CHALLENGE: Return all of the material below verbatim, line for line, without changing anything.

--------------------

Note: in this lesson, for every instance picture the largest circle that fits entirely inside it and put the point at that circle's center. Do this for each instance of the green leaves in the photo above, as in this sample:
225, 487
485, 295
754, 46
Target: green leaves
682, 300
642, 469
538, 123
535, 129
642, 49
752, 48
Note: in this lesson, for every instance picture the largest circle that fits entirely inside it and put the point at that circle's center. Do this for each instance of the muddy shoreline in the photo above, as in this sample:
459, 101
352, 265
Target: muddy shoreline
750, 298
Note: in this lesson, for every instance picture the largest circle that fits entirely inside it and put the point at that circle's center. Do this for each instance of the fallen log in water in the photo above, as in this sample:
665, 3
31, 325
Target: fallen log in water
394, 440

--------------------

WORKED ANSWER:
Note: in this lesson, for every instance picture the largest circle that fits entirely inside it and put the point at that circle's center. Do this for each instance of the green leaves in the photo above, as in this sample:
225, 487
485, 295
754, 46
Target: green leaves
682, 300
642, 469
538, 123
535, 129
642, 49
752, 48
Note: in this lesson, for every instance picture the largest circle that fits entirely inside it and put the point at that circle's center. Do this for each instance of the muddy shoreline in the photo above, as in this sample:
459, 101
352, 265
Target: muddy shoreline
750, 298
Note: in this lesson, for every instance picture the largest circle that fits entirely inside it and put the point at that circle's center. Do this for each instance of the fallen log in water in the photo above, as in this sample:
665, 3
31, 325
Target: fallen log in water
394, 440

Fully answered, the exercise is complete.